═══ DATASET ═══

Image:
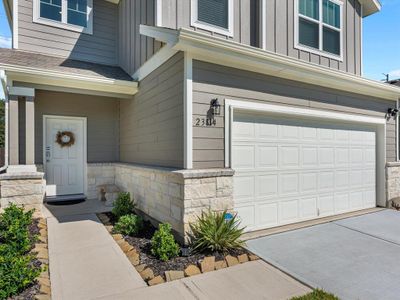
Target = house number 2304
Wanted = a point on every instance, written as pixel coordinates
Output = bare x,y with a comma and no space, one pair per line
205,122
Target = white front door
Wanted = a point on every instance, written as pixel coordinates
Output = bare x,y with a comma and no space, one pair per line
64,166
289,170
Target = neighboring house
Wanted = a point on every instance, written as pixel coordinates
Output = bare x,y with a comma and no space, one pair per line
256,106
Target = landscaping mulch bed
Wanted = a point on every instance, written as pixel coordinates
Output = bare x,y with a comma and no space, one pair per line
142,243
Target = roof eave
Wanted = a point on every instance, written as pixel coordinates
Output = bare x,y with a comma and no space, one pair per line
370,7
224,52
72,81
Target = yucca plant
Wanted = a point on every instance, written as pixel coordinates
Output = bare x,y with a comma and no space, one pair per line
214,232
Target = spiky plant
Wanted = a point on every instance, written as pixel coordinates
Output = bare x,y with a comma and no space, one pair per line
213,232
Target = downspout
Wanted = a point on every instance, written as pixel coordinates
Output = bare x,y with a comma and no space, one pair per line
3,80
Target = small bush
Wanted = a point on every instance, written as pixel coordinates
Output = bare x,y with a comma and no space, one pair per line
17,272
213,233
14,231
129,225
17,268
123,205
163,245
317,295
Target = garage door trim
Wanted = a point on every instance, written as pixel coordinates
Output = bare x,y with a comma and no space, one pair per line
232,106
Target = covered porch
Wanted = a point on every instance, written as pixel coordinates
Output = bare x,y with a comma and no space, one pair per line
61,118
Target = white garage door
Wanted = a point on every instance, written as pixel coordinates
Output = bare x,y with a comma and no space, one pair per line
291,170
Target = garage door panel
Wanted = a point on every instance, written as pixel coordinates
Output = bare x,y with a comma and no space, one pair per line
267,215
288,184
243,157
289,156
289,211
308,208
267,156
267,185
286,173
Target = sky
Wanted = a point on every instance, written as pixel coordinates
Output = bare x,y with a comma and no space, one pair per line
381,34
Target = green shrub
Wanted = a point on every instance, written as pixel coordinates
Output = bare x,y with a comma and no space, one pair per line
14,232
129,225
213,233
17,272
317,295
123,205
163,245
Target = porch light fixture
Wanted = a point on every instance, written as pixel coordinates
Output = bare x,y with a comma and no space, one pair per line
215,107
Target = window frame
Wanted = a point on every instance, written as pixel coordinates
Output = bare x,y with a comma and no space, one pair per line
213,28
321,26
64,17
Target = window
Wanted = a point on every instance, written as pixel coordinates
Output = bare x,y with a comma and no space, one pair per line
319,27
73,15
213,15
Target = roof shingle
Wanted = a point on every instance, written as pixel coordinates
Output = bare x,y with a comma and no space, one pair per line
14,57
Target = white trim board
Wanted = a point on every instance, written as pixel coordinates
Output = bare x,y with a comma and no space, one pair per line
188,111
84,119
235,105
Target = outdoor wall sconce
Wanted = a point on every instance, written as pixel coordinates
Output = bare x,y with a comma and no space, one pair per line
392,112
215,107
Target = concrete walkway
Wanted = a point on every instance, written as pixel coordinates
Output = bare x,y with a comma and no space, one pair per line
85,262
354,258
252,280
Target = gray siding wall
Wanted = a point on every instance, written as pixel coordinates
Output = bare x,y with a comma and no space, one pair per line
279,29
213,81
152,123
280,35
101,47
102,115
135,49
177,14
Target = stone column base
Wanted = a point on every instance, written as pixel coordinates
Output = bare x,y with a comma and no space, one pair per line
22,188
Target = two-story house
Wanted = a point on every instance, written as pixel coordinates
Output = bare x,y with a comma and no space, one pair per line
256,106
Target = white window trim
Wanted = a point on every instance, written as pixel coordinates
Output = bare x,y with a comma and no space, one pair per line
321,24
216,29
63,24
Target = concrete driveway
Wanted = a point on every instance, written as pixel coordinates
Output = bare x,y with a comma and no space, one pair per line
354,258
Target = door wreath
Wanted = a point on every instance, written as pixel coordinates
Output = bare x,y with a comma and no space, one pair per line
65,138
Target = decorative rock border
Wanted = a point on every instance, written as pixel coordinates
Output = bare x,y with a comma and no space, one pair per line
208,264
41,251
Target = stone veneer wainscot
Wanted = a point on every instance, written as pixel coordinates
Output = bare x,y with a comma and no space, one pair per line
167,195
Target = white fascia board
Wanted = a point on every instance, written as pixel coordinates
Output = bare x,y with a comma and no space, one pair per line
164,35
51,78
224,52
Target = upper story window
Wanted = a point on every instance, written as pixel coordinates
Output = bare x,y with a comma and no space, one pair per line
319,27
213,15
75,15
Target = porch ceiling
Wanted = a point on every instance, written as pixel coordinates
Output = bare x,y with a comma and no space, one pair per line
45,70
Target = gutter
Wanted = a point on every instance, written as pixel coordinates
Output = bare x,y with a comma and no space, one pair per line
69,80
232,54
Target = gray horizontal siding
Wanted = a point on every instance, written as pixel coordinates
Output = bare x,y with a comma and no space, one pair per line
135,49
213,81
102,122
152,124
100,47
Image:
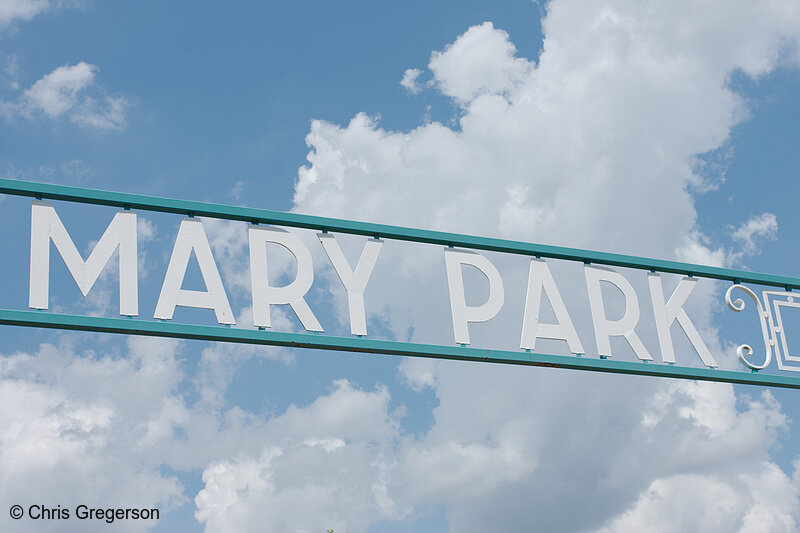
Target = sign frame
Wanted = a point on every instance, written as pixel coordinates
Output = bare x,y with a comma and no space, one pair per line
38,318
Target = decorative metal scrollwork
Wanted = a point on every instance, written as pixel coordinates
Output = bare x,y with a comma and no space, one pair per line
745,350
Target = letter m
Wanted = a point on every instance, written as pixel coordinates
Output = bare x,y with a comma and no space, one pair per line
121,232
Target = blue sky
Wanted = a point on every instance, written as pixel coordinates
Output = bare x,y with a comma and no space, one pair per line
658,130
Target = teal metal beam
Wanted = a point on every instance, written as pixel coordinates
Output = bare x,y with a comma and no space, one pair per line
264,216
356,344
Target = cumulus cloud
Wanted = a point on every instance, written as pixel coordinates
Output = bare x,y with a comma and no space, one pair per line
481,61
327,467
594,145
63,92
409,80
763,226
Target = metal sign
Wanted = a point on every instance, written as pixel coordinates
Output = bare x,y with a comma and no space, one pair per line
459,251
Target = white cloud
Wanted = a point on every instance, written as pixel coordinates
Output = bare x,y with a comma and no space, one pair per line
409,80
594,146
326,468
763,226
63,92
481,61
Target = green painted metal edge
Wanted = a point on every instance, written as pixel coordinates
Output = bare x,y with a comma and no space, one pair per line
356,344
264,216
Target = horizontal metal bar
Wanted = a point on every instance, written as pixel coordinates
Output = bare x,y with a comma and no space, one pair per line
355,344
264,216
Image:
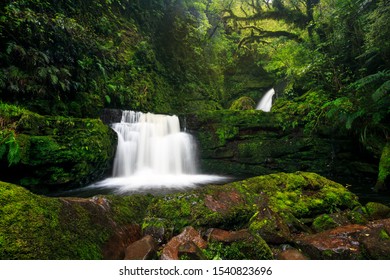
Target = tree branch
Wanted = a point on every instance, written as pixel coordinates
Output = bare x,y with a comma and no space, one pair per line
268,34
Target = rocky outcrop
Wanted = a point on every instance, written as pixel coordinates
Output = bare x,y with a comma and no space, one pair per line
283,216
250,143
48,153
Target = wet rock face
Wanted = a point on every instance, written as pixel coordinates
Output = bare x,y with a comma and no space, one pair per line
58,152
142,249
115,248
338,243
352,242
250,219
188,242
291,254
251,142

═══

• _YOUR OBJECTIVE_
Copy out the rows word for word, starting at the line that contains "Target = green painted metal edge" and continuing through the final line of the rows. Leave the pictures out of your copy.

• _WRITTEN RESPONSE_
Target = green painted metal edge
Wanted = a point on every instance, written as pixel coordinates
Output = bare x,y with a comma and no space, one pair per line
356,344
264,216
Target = horizontal metal bar
Wanted = a point on every instance, written as pixel coordinates
Output = bare x,y with a comma and no space, one pair per line
355,344
264,216
Image:
Target = tree branch
Wanted = a point on every instance, written as pixel coordinates
Output = bare x,y with a comma and no space, one pair per line
268,34
Target = rocky outcrop
Wanted = a point on every instance, written as pixel coordinates
Output = bare x,y with a comma and no space, one pair per line
283,216
250,143
48,153
Target = wet rock face
Wanted = a point on every instance, written as pixel coordinates
Output = bare x,y with a comma and no space, one pair per line
58,152
142,249
115,248
338,243
352,242
250,219
188,242
291,254
251,142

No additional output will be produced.